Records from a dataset
-----

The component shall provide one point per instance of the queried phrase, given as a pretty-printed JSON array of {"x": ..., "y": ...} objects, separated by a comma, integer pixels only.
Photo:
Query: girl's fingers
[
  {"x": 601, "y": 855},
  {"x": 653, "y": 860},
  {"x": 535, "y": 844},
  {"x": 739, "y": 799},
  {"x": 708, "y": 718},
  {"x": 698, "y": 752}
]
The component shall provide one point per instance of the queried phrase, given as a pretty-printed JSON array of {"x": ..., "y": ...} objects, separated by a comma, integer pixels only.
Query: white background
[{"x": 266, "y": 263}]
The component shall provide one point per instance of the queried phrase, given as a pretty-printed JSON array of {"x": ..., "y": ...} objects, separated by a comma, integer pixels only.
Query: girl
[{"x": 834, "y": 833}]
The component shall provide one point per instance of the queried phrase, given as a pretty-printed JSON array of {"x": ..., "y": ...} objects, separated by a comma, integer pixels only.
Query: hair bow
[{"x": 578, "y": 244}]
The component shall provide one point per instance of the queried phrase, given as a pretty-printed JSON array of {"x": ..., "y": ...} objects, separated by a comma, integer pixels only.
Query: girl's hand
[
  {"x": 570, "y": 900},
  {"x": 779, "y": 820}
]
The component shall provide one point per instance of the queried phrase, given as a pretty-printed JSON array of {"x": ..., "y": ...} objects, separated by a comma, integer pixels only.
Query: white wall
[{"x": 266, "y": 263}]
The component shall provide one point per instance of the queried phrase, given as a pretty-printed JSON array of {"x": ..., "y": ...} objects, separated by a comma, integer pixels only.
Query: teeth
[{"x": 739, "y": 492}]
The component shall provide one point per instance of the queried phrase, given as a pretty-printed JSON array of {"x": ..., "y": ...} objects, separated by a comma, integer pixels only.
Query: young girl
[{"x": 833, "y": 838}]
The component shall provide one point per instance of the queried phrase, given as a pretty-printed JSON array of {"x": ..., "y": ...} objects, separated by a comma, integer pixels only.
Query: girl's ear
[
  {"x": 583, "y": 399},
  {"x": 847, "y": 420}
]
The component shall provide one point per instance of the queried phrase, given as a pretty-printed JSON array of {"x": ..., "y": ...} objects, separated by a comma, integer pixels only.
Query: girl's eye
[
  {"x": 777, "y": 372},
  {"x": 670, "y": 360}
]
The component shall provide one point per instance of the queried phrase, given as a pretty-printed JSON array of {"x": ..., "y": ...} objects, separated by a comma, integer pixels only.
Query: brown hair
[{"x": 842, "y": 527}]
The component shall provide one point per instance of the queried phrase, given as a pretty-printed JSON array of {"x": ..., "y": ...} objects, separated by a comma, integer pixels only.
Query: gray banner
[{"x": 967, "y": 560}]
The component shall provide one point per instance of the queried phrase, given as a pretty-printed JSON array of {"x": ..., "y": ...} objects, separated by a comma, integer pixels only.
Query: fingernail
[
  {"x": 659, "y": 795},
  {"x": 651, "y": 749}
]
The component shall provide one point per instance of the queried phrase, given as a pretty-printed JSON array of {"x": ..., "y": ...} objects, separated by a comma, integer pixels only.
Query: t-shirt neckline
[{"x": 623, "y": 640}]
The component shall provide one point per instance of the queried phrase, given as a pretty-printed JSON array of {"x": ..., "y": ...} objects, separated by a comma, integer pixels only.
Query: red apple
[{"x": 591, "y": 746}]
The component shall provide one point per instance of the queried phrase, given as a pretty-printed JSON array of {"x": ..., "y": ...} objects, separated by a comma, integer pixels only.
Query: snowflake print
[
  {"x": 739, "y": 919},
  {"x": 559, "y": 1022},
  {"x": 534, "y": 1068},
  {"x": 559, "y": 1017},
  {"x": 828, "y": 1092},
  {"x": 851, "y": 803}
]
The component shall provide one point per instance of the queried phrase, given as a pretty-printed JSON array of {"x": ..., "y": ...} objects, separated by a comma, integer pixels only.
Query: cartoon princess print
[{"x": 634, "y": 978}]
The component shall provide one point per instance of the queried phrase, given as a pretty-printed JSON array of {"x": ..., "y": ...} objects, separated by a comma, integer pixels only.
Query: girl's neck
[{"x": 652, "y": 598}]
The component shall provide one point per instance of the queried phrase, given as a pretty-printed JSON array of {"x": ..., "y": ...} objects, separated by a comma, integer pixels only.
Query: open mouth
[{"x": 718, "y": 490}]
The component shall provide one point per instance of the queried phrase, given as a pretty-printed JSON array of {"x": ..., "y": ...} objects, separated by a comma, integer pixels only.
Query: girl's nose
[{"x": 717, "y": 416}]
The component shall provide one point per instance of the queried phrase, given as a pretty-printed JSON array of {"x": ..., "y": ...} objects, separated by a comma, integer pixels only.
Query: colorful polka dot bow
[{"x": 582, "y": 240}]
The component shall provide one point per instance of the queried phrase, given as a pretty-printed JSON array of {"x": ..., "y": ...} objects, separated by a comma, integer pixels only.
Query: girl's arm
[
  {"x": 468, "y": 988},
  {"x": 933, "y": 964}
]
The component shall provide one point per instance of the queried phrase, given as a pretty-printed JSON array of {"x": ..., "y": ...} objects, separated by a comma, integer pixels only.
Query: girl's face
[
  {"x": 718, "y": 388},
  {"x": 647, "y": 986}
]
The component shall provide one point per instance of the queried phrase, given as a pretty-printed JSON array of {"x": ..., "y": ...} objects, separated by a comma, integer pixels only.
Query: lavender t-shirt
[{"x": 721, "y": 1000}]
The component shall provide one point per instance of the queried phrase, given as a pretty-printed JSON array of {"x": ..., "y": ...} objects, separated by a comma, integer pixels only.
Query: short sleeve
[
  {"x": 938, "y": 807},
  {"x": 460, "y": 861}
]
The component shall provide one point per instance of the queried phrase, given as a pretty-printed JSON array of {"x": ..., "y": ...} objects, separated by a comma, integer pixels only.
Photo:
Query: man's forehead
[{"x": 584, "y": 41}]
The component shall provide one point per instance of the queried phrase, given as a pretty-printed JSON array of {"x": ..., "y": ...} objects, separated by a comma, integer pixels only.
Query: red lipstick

-----

**What to produce:** Would you write down every record again, exactly?

**Finished exercise:**
The component shall provide one point per instance of the queried phrase, given as a pretty-printed JSON array of {"x": ..., "y": ...} objects, separated by a comma, integer pixels only.
Photo:
Query: girl's fingers
[
  {"x": 601, "y": 855},
  {"x": 653, "y": 860},
  {"x": 535, "y": 844},
  {"x": 739, "y": 799},
  {"x": 708, "y": 718},
  {"x": 698, "y": 752}
]
The component shall provide one point per instance of the queried phrase, given as a pretty-printed JSON array of {"x": ..., "y": ...} objects, separated by a comma, integer pixels only.
Query: white background
[{"x": 266, "y": 263}]
The component shall provide one point per instance of the queried phrase, given as a pretty-printed JSON array of {"x": ..., "y": ...} objects, separated by a comma, integer pixels only.
Query: girl
[{"x": 834, "y": 833}]
The component shall provide one point per instance of the queried phrase, given as a pretty-printed JSON array of {"x": ..., "y": ...} objects, separated by a comma, integer pixels only.
Query: hair bow
[{"x": 578, "y": 244}]
The component shall provide one point per instance of the queried phrase, given as a pretty-printed JSON array of {"x": ..., "y": ...} objects, separated by a comma, integer pixels only.
Query: girl's hand
[
  {"x": 570, "y": 900},
  {"x": 779, "y": 820}
]
The component shall provide one point per instance of the queried phrase, given as a pretty-printed JSON array of {"x": ..., "y": ...} objects, separated by a comma, integer pixels only.
Query: white wall
[{"x": 266, "y": 263}]
The component shall provide one point per instance of the queried phrase, given as a pretty-printed JSON array of {"x": ..., "y": ...} objects, separated by a comma, integer pixels only.
Query: teeth
[{"x": 739, "y": 492}]
The component shall provide one point per instance of the queried phrase, given as a pretty-printed JSON array of {"x": ..., "y": ...} objects, separated by a comma, integer pixels only.
Query: young girl
[{"x": 833, "y": 838}]
The component shall provide one point per instance of the queried phrase, given as a pretty-printed JSON array of {"x": ..., "y": ...} objects, separated by a comma, integer pixels only.
Query: girl's ear
[
  {"x": 583, "y": 399},
  {"x": 847, "y": 420}
]
The component shall provide one point per instance of the queried phrase, given as a pretty-printed JSON array of {"x": ..., "y": ...} objects, separated by a comma, integer pixels only.
Query: girl's eye
[
  {"x": 777, "y": 372},
  {"x": 670, "y": 360}
]
The component shall provide one point per instance of the queried phrase, given as a pretty-printed JSON array of {"x": ..., "y": ...} objects, separated by a comma, integer pixels only.
Query: brown hair
[{"x": 842, "y": 527}]
The component shall provide one point per instance of the queried phrase, given as a pretty-printed JSON array of {"x": ..., "y": ...} objects, separated by a comma, integer pixels only.
Query: gray banner
[{"x": 967, "y": 560}]
The component shall provide one point per instance of the queried phrase, given as a pretty-printed JSON array of {"x": ..., "y": ...} objects, separated by a comma, integer pixels only.
Query: fingernail
[
  {"x": 659, "y": 795},
  {"x": 651, "y": 749}
]
The component shall provide one point per instance of the queried phrase, given as a pretty-printed JSON array of {"x": ..., "y": ...} objects, separated by a comma, integer pixels only.
Query: t-shirt neckline
[{"x": 623, "y": 640}]
The component shall provide one point per instance of the queried phrase, given as a pretty-printed JSON array of {"x": ..., "y": ...} objects, separated by a comma, integer pixels only.
Query: red apple
[{"x": 591, "y": 746}]
The component shall provide one point per instance of the queried phrase, given as a pretty-printed JSON array of {"x": ..., "y": ...} objects, separated by a comma, integer pixels only.
Query: snowflake print
[
  {"x": 739, "y": 919},
  {"x": 559, "y": 1022},
  {"x": 534, "y": 1068},
  {"x": 559, "y": 1017},
  {"x": 828, "y": 1092},
  {"x": 851, "y": 803}
]
The component shall provide one point per instance of the queried phrase, given as a pretty-printed JSON array of {"x": ..., "y": ...} objects, separated by a comma, integer pixels only.
Query: cartoon princess print
[{"x": 634, "y": 978}]
The component shall provide one point per instance of the queried phrase, given as a pretty-printed JSON array of {"x": ..., "y": ...} objects, separated by a comma, integer pixels only.
Query: girl's neck
[{"x": 652, "y": 598}]
The component shall provide one point per instance of the queried phrase, given as a pretty-printed JSON array of {"x": ..., "y": ...} objects, separated by a comma, integer pixels only.
Query: open mouth
[{"x": 718, "y": 490}]
The component shall provide one point per instance of the queried phrase, given as a pretty-printed JSON array of {"x": ..., "y": ...} objects, separated by a comma, integer pixels only.
Query: girl's nose
[{"x": 717, "y": 416}]
The component shall provide one point per instance of the queried phrase, given as a pretty-printed JSON array of {"x": ..., "y": ...} objects, separated by a comma, integer pixels only.
Query: colorful polka dot bow
[{"x": 582, "y": 240}]
The component shall provide one point per instance of the queried phrase, given as a pretty-printed JSON array of {"x": ..., "y": ...} objects, separated by a comma, integer pixels only.
Query: girl's arm
[
  {"x": 468, "y": 988},
  {"x": 933, "y": 964}
]
The component shall provide one point per instance of the queried phrase, given as a pretty-printed JSON array of {"x": ..., "y": ...} objects, separated by a comma, integer pixels only.
Query: girl's face
[
  {"x": 718, "y": 388},
  {"x": 647, "y": 986}
]
The component shall provide one point per instance of the queried phrase, given as a pretty-printed JSON array of {"x": ..., "y": ...} objects, separated by a comma, integer pixels only.
Query: lavender t-shirt
[{"x": 721, "y": 1000}]
The component shall provide one point per instance of the queried phrase, given as a pretty-printed JSON array of {"x": ..., "y": ...} objects, separated by a comma, integer pixels only.
Query: short sleeve
[
  {"x": 938, "y": 807},
  {"x": 460, "y": 861}
]
The component shall provide one point per instance of the queried phrase, given as a pretty-printed JSON array of {"x": ..., "y": ...} objects, separated by a comma, integer pixels only.
Photo:
Query: man's forehead
[{"x": 584, "y": 41}]
The component shall provide one point per instance of the queried phrase, given as a pretty-printed JSON array of {"x": ..., "y": ...} objects, separated by a comma, integer pixels only.
Query: red lipstick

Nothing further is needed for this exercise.